[EXTRACTED TEXT — start]

Two-time Paralympic champion Devendra Jhajharia, clinched silver medal in the Men’s Javelin Throw F46 category at the Tokyo Paralympics. Sundar Singh Gurjar picked up the bronze medal in the same final.

The athletes who fall under the F46 category have some kind of an arm deficiency, impaired muscle power or an impaired, passive range of movement in arms, while competing in a standing position.

Devendra Jhajharia, had met with an unfortunate accident in his childhood when he lost his left hand. While trying to climb a tree as an 8-year-old boy, he accidentally held an electric wire. Despite being rushed to a hospital the doctors said that his hand would have to be amputated.

Against all the odds, the now 40-year-old went on to become India’s most decorated Paralympian with his 2 gold medals. Even in Tokyo he seemed well on his way to a third Paralympic win, when he made a new personal best throw of 64.35m, in his third attempt. His previous best of 63.97m has also been a world record. Unfortunately for him, 35-year-old Dinesh Priyan Herath Mudiyanselage from Sri Lanka was simply too good and set a new world record of 67.79m, to bag the gold medal. It was a mammoth throw that exceeded the previous world record, by nearly 4 metres.

With this silver Jhajharia now has 3 Paralympic medals in his kitty. After javelin thrower Neeraj Chopra’s historic gold at the Tokyo Olympics, the Javelin Throw event was something everyone had an eye on in the Tokyo Paralympics.

[EXTRACTED TEXT — finish]

● EXERCISE 1:
In the report on the Tokyo Paralympics javelin final, why did Devendra Jhajharia lose his left hand?
● EXERCISE 2:
Continue the report on the Tokyo Paralympics javelin final from its last sentence.

[EXTRACTED DATA — start]

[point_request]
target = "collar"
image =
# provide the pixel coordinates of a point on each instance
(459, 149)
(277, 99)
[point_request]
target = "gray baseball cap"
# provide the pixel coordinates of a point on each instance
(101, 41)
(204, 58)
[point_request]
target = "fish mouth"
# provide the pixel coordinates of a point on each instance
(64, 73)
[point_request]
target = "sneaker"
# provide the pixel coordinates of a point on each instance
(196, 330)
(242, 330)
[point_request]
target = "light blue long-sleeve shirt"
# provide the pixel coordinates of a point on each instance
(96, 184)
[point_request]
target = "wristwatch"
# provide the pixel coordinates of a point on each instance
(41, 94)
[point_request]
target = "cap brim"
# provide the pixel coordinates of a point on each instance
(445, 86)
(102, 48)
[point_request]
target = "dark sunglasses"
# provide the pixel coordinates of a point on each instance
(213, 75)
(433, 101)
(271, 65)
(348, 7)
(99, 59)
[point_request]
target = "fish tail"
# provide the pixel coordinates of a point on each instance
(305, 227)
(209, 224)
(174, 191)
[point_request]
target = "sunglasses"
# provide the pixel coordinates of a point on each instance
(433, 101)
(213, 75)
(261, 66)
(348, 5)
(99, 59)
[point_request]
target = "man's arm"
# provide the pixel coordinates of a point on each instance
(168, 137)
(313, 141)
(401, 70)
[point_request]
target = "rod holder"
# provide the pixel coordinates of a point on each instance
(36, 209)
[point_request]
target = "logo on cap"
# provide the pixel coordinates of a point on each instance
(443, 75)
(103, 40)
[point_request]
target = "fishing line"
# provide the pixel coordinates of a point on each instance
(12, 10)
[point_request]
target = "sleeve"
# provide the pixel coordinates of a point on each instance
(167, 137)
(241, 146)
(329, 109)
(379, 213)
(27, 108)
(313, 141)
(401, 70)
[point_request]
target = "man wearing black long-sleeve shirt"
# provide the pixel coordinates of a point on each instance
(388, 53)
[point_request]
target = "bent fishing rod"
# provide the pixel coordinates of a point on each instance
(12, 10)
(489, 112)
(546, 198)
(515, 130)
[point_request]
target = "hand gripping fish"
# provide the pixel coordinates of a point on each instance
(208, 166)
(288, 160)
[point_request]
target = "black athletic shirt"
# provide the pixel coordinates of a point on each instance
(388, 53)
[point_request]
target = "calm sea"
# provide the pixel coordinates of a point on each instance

[EXTRACTED DATA — finish]

● ANSWER SECTION 1:
When he was 8 years old, he was climbing a tree and accidentally grabbed an electric wire. He was rushed to a hospital, but the doctors said the hand would have to be amputated.

● ANSWER SECTION 2:
Neeraj’s gold medal has put the spotlight on javelin throwers and being the senior most of the lot, I can say this with assurance that after Tokyo Paralympics, javelin will be the second most popular game in this country after cricket,” Jhajharia said.

Another Indian on the field, 25-year-old Sundar Singh Gurjar, lifted the bronze medal with a commendable 64.01m, to fill up the third podium spot. This is a huge turnaround for Gurjar, since the 2016 Paralympics, in which he could not compete, after turning up late for the event.

Based in Jaipur, Gurjar lost his left hand 6 years back. He met with an accident at a friend’s place in 2015, when a metal sheet fell on him. He has already won gold in both the 2017 and 2019 World Para Athletics Championships. He was also the silver medal-winner at the 2018 Jakarta Para Asian Games.

In the Javelin Throw finals at the Tokyo Paralympics, he went first among all the Indians. He made a strong start with a 62.58m attempt, which was a season-best for him. He saw the red flag for both his 3rd and 4th attempts, before he redeemed himself with a 64.01m 5th attempt, which landed him the bronze. 

An overjoyed Gurjar took to Twitter after his win, ”I am elated to win the bronze medal in the Paralympics. I want to thank my coach Mahavir Saini who trained me from 2009 to 2021 & stood by me in bad times. I also want to thank my family, SAI & PCI for support & PM Modi for motivation,”.

India has already almost doubled the medal count at the Paralympics in Tokyo, in comparison to the 4 medals they had picked up in the 2016 edition. India now has 7 medals in total, including a gold medal – picked up by shooter Avani Lekhara.